Start of DATASET RECORDS

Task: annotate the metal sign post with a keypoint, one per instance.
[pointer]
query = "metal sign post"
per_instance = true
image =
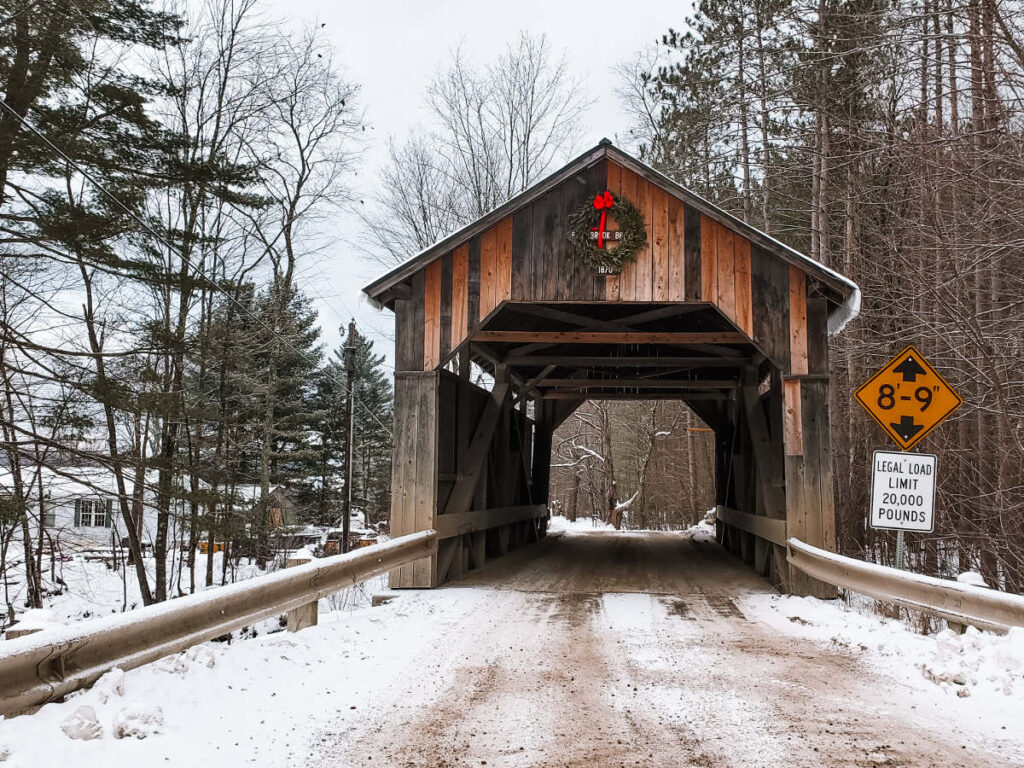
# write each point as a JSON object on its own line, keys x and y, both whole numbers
{"x": 908, "y": 398}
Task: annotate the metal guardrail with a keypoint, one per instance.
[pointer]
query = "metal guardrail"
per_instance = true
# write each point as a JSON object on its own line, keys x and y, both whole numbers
{"x": 958, "y": 603}
{"x": 42, "y": 667}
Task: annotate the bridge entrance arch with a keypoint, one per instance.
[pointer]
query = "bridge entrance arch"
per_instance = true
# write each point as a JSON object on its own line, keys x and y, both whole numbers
{"x": 502, "y": 332}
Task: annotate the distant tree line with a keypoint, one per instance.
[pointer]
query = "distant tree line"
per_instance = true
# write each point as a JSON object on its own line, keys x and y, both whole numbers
{"x": 164, "y": 181}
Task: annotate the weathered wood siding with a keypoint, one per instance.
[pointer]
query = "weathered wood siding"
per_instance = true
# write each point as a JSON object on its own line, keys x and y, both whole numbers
{"x": 414, "y": 473}
{"x": 688, "y": 257}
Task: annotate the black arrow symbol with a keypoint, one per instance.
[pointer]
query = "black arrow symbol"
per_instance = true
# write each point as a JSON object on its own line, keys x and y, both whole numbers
{"x": 906, "y": 428}
{"x": 910, "y": 369}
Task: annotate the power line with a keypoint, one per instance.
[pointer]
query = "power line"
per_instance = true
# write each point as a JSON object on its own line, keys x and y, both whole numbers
{"x": 197, "y": 272}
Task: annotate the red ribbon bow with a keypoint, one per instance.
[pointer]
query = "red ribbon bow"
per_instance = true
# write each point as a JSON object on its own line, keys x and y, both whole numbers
{"x": 603, "y": 203}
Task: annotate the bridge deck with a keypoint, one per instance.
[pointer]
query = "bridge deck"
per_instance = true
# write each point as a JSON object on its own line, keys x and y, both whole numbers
{"x": 608, "y": 649}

End of DATASET RECORDS

## EXERCISE
Check the lines above and copy each one that includes "sign".

## RESULT OF THIS EXERCISE
Task: annotate the metal sign post with a keypoint, one per instance.
query = "metal sign post"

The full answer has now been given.